▶

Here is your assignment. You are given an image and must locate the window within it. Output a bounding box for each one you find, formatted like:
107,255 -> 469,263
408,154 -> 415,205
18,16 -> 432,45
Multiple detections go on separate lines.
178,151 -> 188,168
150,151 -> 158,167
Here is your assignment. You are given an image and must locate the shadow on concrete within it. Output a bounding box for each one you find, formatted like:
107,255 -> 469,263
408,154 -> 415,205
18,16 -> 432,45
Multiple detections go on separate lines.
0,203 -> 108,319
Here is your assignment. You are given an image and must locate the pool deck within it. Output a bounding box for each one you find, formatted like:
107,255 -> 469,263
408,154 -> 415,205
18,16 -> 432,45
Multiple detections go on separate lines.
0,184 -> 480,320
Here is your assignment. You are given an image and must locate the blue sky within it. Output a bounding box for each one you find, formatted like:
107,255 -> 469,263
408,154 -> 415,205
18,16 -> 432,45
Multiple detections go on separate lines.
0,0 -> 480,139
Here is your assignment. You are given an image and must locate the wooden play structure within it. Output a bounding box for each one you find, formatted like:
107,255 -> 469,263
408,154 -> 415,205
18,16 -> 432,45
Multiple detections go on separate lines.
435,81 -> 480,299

◀

> [GOAL] Reproduce all of the data above verbatim, line for line.

> [REPLY TO THE TASK]
Here is your assignment. You are given an image and must locate the window within it. Output a bounding box for each one you find, formatted like:
107,255 -> 469,263
408,154 -> 415,205
18,16 -> 432,45
Multiple detections go on separate lines.
178,151 -> 188,168
150,151 -> 158,167
Here is your assignment. You are given an image and must locate the shadow on concrete within it. Output a bounding box for each one you find, formatted like:
107,255 -> 469,263
408,154 -> 415,205
18,16 -> 432,45
Multiple detections go on separate lines.
0,203 -> 108,319
Here is your assignment. You are given an image and must locate the pool deck within it. Output a bounding box for each one you find, formatted like:
107,255 -> 469,263
408,154 -> 415,205
18,16 -> 432,45
Multiple detections go on separate lines.
0,184 -> 480,320
Here is your assignment. You are given an image and must locate the blue sky within it. Output a bounding box for each one you find, formatted like:
107,255 -> 469,263
408,154 -> 415,205
18,16 -> 432,45
Multiple detections go on separate lines.
0,0 -> 480,139
Here is your assignment. You are given an image and must locate the wooden play structure within it. Output a bounding box for each one you find, formatted like:
107,255 -> 469,263
408,154 -> 415,205
18,16 -> 432,45
Multiple detections go on separate lines.
435,81 -> 480,299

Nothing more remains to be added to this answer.